_Exercise directions_
Take every line containing "instance" out of the records.

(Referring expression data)
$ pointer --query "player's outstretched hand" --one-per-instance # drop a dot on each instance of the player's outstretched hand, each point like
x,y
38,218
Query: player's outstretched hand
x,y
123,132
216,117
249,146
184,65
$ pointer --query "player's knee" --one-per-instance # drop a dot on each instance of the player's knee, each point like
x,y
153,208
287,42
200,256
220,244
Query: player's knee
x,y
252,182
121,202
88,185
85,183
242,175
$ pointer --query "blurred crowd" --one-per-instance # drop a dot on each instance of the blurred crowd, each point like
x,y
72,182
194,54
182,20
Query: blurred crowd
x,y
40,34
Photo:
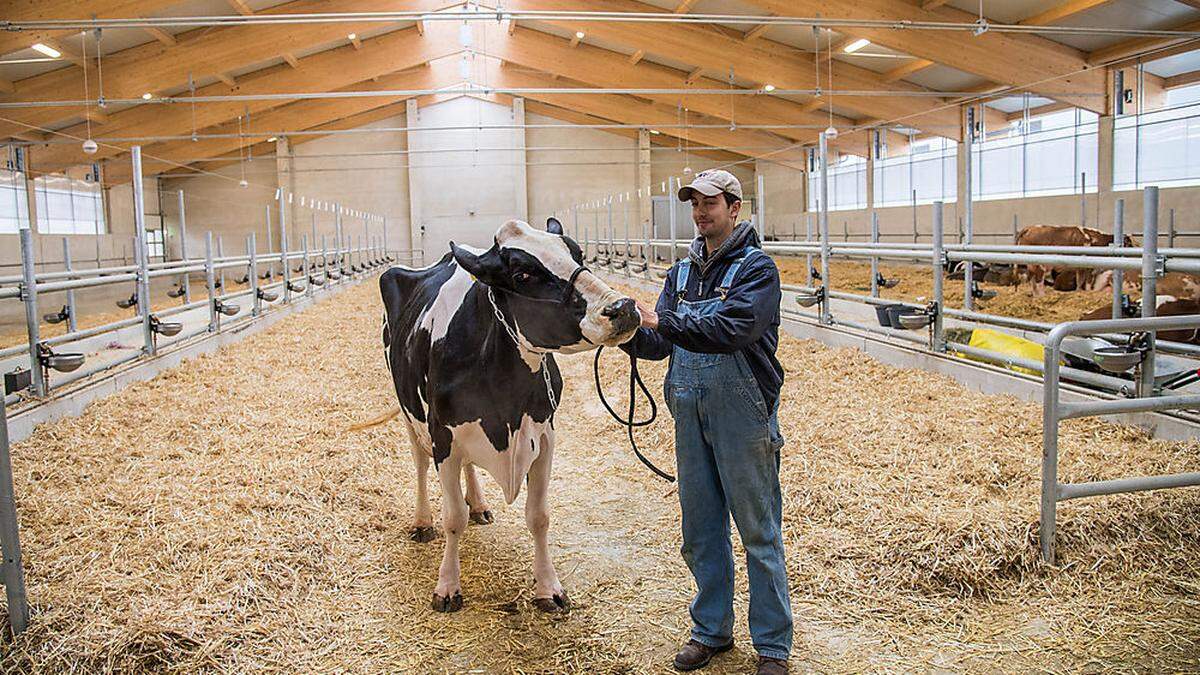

_Written reply_
$ pointer --query "player's outstretched hand" --one-per-instance # drop a dot on each instance of the player's outstretched hand, each point like
$ pointer --query "player's knee" --one-per-instance # drop a dot on each instance of the player's knee, each point like
$ pointer --query "blurred crowd" --one-per-instance # drop a dot on each instance of the blurred crowd, each point like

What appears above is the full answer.